Written task: Write a continuation of the news report below on the delay of North Korea's Workers Party meeting, beginning after its final sentence.

Source:
[start]

Other News Materials 13 September 2010 11:06 (UTC +04:00)
North Korea's ruling Workers Party has postponed its largest meeting in 30 years due to the poor health of Kim Jong Il, the YTN news channel reported, citing intelligence sources.
Report: Leader Kim's health delays North Korean party meeting

North Korea's ruling Workers Party has postponed its largest meeting in 30 years due to the poor health of Kim Jong Il, the YTN news channel reported, citing intelligence sources.

The health problems of the 68-year-old leader of the Communist Party and the country are not serious enough that the meeting would have to be cancelled and the delegates assembling in Pyongyang would soon meet, YTN quoted the sources as saying.

North Korea said only that the meeting would take place at the beginning of September without announcing specific dates. It was convened to select the party's new leadership circle, DPA reported.

North Korea watchers said they believe Kim also planned to position his third and youngest son, Kim Jong Un, to become his successor at the party meeting.

Speculation about who would follow Kim Jong Il has swirled over the past two years since South Korea's intelligence agency said the elder Kim had suffered a stroke.

The North's official Korean Central News Agency reported Sunday, however, that Kim Jong Il had visited a chemical factory in a remote northern province on the Chinese border.

[end]

Material:
[start]

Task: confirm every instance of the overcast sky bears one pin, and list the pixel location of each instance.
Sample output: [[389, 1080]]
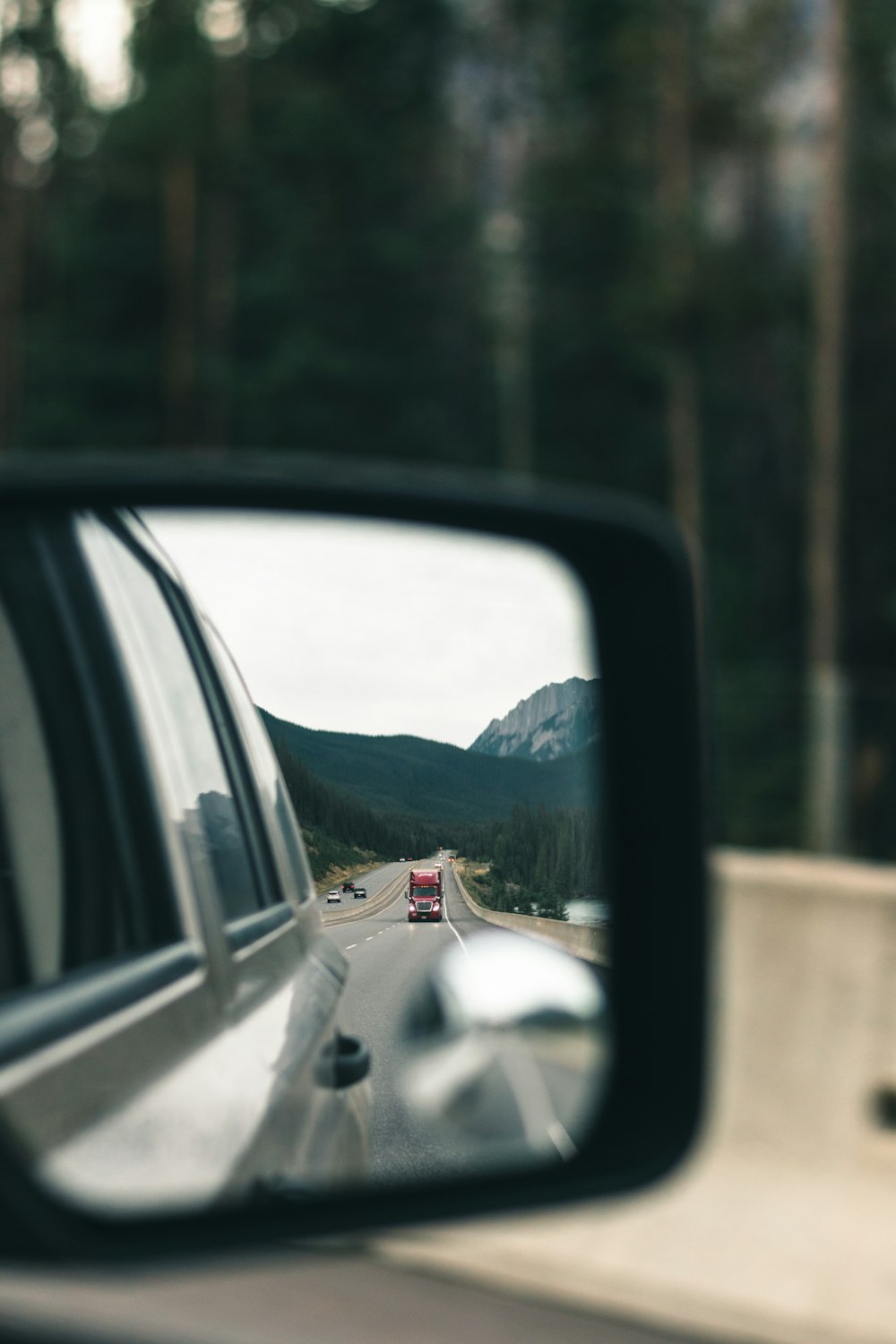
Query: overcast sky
[[382, 628]]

[end]

Answer to the exercise:
The report did not say when Kim Jong Il visited the plant in Jagang province, but usually, such reports are released a day or two after his visits.

On Saturday, the agency also said Kim Jong Il had toured a coal mine in the same province.

Observers have been not only watching the leader's health but also signs of when the Workers Party delegates would meet in the isolated Stalinist country.

South Korea's Chosun Ilbo cited a government official in Seoul as saying that most of the delegates had arrived in Pyongyang and the meeting should begin soon. But Walter Klitz, project leader on the Koreas for Germany's Friedrich Naumann Foundation, which promotes liberal politics, said Sunday in Seoul after a trip to Pyongyang that he believed the meeting would be held at the beginning of October.

He said the delegates had not yet been in Pyongyang during his visit last week. The preparations for the party conference were nearly finished and the delegates were waiting to be called to the capital, he said.